→ **WHAT YOU WILL DO**
Set down, word for word, the lines of the data from the line with "of the sandal" to the line with "x=346, y=158", including both of those lines.
***** SUPPLIED DATA *****
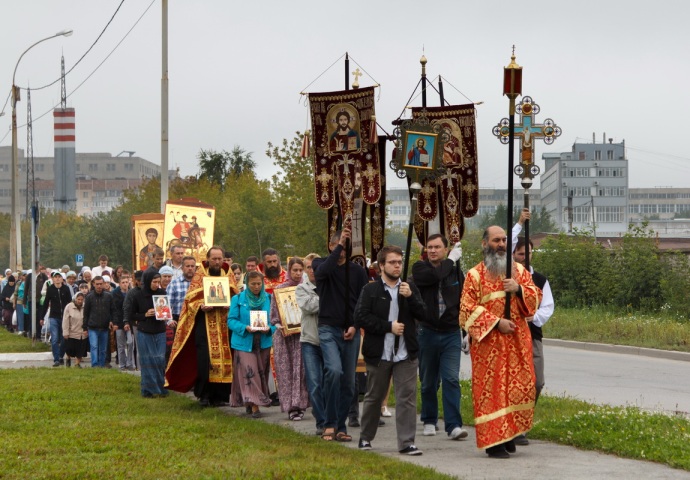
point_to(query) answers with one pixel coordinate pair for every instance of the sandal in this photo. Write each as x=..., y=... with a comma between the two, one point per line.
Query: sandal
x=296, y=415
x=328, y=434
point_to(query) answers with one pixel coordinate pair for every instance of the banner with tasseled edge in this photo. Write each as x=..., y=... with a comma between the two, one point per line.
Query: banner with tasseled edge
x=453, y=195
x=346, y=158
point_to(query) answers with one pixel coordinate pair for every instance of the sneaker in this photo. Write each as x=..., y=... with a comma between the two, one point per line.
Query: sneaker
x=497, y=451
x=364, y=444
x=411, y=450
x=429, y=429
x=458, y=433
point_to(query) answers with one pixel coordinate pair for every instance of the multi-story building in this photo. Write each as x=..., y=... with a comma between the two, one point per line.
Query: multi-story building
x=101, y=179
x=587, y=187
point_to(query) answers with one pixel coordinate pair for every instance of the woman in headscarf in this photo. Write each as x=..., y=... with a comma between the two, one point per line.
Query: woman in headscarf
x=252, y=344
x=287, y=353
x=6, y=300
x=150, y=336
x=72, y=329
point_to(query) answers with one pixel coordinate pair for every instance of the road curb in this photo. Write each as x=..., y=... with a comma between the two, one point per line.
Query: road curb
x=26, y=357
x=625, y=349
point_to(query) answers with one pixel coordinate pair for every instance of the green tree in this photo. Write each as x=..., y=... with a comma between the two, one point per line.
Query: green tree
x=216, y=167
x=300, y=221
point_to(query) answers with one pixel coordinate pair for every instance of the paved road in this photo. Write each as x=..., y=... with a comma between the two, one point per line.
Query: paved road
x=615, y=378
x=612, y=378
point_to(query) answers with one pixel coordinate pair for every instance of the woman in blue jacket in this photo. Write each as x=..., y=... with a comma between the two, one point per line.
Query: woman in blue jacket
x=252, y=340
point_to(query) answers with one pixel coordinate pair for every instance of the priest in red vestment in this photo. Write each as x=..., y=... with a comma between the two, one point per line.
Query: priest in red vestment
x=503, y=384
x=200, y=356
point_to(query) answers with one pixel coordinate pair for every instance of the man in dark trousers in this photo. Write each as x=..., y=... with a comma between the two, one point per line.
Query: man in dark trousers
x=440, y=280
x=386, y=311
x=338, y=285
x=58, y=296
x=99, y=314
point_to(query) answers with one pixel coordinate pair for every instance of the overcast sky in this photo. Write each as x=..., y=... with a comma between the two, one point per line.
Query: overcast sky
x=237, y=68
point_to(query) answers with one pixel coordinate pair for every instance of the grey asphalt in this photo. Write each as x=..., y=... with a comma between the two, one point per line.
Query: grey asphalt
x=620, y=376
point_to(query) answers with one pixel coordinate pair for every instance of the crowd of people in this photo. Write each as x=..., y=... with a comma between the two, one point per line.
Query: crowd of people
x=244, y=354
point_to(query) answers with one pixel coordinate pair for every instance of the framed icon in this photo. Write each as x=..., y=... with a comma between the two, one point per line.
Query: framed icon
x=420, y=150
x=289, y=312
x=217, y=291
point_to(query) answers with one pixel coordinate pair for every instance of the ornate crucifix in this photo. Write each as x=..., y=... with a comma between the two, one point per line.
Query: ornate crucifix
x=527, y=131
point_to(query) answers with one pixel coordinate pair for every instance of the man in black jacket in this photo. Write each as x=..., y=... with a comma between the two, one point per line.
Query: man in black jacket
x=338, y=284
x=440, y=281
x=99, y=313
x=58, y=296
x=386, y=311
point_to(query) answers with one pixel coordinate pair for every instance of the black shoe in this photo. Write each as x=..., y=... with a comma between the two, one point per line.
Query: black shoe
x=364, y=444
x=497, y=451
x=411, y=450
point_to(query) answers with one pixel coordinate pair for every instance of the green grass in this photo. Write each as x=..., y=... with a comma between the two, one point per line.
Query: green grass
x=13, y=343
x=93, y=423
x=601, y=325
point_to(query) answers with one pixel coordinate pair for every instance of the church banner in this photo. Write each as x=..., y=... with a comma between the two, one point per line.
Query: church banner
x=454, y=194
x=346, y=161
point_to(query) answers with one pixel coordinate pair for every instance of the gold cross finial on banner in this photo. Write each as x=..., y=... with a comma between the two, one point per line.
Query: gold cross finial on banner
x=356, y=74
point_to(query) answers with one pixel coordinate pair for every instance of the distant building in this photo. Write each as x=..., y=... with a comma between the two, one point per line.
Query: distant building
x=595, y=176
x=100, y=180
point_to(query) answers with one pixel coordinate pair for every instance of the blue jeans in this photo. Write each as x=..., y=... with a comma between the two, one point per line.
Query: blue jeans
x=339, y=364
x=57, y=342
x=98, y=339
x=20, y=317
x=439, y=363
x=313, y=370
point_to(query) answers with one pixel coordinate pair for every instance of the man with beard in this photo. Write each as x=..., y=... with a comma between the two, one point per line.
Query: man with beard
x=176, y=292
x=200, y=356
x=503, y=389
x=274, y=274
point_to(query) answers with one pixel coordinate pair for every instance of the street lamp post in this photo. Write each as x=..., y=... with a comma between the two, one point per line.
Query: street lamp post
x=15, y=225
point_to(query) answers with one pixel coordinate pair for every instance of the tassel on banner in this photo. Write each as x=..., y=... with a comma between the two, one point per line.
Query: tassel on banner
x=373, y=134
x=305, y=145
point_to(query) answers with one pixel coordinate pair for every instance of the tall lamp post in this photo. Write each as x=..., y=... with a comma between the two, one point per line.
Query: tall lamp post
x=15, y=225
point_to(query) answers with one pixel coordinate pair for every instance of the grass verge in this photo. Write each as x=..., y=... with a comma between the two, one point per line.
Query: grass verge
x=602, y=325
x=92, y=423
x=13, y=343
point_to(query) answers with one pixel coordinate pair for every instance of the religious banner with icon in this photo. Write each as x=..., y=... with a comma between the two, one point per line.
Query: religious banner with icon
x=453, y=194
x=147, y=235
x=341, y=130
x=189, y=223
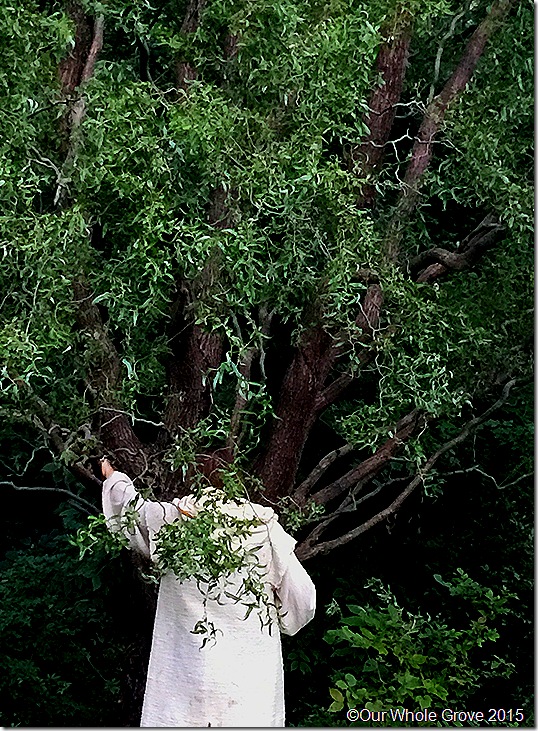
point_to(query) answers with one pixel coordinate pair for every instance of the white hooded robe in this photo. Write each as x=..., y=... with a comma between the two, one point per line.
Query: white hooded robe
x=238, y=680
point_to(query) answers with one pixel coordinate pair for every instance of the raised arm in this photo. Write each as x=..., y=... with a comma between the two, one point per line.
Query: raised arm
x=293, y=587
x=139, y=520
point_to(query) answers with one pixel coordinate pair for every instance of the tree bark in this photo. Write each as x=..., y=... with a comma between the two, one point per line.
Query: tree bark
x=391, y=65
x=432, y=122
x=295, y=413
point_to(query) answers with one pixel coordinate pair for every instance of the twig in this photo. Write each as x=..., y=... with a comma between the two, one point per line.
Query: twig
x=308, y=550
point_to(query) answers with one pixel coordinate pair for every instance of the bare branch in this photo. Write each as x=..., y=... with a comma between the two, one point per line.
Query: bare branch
*****
***** SUPPLIED DATA *****
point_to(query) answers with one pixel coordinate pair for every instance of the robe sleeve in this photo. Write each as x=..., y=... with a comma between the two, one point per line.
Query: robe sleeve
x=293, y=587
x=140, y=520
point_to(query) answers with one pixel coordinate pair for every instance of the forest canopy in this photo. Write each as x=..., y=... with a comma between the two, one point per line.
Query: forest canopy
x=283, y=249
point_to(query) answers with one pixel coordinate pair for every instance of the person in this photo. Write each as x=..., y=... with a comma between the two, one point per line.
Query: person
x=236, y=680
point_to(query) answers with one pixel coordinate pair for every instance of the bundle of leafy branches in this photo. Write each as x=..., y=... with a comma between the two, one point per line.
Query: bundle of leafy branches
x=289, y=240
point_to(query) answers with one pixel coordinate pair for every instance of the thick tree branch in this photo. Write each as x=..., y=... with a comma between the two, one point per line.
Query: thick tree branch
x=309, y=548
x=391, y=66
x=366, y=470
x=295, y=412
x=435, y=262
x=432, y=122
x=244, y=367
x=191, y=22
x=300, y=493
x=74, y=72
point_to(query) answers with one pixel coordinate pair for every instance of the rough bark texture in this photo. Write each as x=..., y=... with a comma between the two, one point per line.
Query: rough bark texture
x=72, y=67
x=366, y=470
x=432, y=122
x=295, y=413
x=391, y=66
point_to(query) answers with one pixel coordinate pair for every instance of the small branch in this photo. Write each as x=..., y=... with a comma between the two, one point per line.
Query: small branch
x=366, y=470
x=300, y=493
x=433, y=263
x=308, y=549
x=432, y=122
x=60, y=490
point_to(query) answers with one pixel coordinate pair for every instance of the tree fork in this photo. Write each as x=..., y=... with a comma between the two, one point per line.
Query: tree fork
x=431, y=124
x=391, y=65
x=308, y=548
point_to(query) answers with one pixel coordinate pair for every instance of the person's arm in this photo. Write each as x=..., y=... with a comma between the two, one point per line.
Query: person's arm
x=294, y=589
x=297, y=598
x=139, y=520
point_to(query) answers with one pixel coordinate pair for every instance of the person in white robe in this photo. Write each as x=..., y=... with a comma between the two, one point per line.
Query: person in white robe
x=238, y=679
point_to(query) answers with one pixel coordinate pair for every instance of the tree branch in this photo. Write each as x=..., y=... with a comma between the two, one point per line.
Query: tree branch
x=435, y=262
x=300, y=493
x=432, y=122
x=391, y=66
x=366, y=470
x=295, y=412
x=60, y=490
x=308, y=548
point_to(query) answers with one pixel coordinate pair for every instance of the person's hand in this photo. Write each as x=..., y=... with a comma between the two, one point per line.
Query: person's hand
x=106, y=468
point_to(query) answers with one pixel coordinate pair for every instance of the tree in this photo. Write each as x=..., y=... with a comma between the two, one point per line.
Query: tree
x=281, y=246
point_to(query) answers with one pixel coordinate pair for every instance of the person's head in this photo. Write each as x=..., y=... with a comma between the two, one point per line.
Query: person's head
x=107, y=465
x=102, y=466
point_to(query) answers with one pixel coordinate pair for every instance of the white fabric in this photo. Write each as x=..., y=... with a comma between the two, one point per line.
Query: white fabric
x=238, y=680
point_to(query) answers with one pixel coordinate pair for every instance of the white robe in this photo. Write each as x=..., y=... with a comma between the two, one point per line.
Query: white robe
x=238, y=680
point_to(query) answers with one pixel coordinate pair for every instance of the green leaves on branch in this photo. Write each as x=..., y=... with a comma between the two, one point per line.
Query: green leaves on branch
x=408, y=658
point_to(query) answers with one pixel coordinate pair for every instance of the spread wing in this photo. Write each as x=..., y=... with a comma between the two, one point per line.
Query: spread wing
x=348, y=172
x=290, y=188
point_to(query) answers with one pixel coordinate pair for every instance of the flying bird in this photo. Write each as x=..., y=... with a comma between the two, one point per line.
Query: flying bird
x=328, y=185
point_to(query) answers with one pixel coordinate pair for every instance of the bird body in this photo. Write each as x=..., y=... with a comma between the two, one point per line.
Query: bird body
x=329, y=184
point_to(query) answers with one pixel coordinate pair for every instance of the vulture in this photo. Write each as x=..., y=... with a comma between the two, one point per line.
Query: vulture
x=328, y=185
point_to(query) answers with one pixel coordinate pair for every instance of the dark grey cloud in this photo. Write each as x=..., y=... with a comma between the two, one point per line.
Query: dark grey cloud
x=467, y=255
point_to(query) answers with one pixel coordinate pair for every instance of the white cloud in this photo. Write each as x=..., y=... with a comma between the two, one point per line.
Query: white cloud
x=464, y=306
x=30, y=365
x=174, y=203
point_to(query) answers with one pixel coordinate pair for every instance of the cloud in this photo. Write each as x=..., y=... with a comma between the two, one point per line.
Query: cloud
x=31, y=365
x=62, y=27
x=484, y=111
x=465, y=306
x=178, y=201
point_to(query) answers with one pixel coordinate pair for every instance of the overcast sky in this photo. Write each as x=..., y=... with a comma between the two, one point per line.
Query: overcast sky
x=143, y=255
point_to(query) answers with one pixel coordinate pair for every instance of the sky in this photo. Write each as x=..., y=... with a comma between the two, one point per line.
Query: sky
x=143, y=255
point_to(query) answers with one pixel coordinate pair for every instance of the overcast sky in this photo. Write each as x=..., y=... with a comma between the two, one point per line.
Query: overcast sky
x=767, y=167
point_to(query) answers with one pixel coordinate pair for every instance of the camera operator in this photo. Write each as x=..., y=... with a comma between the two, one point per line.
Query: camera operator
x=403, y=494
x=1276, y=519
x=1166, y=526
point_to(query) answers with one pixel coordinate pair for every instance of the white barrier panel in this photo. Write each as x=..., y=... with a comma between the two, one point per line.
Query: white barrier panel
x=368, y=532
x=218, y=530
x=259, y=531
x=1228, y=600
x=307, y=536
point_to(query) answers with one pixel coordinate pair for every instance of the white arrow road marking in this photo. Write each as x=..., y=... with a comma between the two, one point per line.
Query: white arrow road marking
*****
→ **FULL OUTPUT**
point_to(query) answers with one pixel coordinate pair for every instance of the sandal in this photo. Write each as x=..., y=... with a comma between the two, one point per line.
Query: sandal
x=296, y=415
x=328, y=434
point_to(query) answers with one pixel coordinate pair for every instance of the banner with tasseled edge in this photo. Write each as x=..., y=... with a comma between the two, one point per line.
Query: banner with tasseled edge
x=453, y=195
x=346, y=158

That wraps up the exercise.